**DOCUMENT SECTION:**
- Opening Delimiter -
Inside these squares, single T cells taken from HIV-infected patients interact with infected cells. This technology, developed by MIT chemical engineers, offers the first way to study how effectively individual T cells respond to HIV-infected cells. Image: Navin Varadarajan |
One of the obstacles
to developing an effective AIDS vaccine is the difficulty in measuring how well
a potential vaccine primes the body to defend itself against HIV.
Ideally, scientists
would like their vaccines to provoke T cells, a critical component of the
immune response, to recognize and kill HIV-infected cells. Unfortunately, there
is no fast and easy way to monitor whether T cells are actually doing that.
Instead, researchers measure the amount of a protein called interferon gamma
that T cells secrete when they encounter an infected cell. Studies have shown,
however, that this “surrogate” measurement doesn’t necessarily predict a T
cell’s ability to kill HIV-infected cells.
- Closing Delimiter -
[Region pointing data]
- Opening Delimiter -
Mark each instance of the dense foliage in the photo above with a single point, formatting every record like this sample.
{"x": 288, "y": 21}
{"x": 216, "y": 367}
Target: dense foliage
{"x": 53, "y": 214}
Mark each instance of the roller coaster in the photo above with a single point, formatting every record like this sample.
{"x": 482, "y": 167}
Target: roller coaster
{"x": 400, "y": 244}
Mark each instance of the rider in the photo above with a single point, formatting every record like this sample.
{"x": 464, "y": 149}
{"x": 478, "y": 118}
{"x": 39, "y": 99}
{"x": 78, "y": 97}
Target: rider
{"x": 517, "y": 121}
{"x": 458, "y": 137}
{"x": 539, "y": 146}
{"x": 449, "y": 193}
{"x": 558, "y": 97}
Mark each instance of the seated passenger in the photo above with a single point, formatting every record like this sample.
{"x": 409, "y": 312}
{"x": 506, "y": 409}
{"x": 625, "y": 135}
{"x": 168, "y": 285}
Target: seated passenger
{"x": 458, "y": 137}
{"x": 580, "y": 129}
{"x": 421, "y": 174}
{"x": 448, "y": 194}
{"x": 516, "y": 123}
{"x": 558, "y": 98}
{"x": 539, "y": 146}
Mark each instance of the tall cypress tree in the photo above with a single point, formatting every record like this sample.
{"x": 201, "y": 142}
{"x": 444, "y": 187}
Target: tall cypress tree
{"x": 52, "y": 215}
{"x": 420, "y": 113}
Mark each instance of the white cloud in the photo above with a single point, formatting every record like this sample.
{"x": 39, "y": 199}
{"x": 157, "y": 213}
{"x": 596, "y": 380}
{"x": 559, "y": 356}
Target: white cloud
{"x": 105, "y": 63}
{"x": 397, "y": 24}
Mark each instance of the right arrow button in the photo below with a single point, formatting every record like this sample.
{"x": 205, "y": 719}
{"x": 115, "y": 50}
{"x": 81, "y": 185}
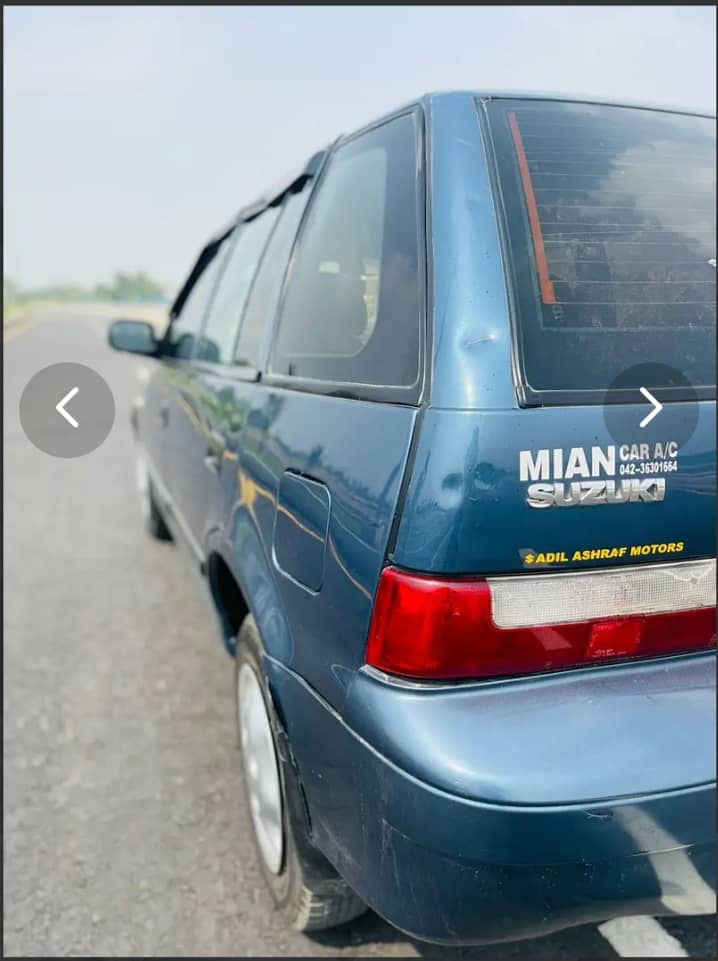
- Closing Delimiter -
**TASK LIST:**
[A] Reproduce the stretch from "Inside these squares, single" through "itself against HIV." in the text on testing T cell responses to HIV.
[B] Continue the text on testing T cell responses to HIV from the point where it stops.

**ACTIVITY ANSWERS:**
[A]
Inside these squares, single T cells taken from HIV-infected patients interact with infected cells. This technology, developed by MIT chemical engineers, offers the first way to study how effectively individual T cells respond to HIV-infected cells. Image: Navin Varadarajan |
One of the obstacles
to developing an effective AIDS vaccine is the difficulty in measuring how well
a potential vaccine primes the body to defend itself against HIV.

[B]
In an advance that
could overcome that obstacle, a team of researchers at the Massachusetts
Institute of Technology (MIT) has developed a new technology that can measure
multiple aspects of individual T cells’ responses to HIV-infected cells,
including their ability to kill them. The technology could make it easier to
monitor and design vaccines against HIV, says J. Christopher Love, the Latham
Family Career Development Associate Professor of Chemical Engineering and
leader of the research team.
The technology, described in a paper published in the Journal of
Clinical Investigation, involves two steps. First, the researchers place
single T cells taken from HIV-infected patients into tiny wells on a plate, where
they are exposed to HIV-infected cells. The researchers can detect whether the
T cells kill the infected cells with probes that glow when the dying cells’
nuclei become compromised.
Next, the researchers
measure interferon gamma production with a microengraving technique they
developed in 2008. Secretions from each cell are imprinted on a glass
slide, which can then be tested for the presence of specific proteins. Because
each cell has its own “address” on the slide, the secretions can be traced back
to individual cells, and their interferon gamma production can be correlated
directly to their cell-killing ability.
The same technology
could be adapted to measure cells’ output of any other immune system protein.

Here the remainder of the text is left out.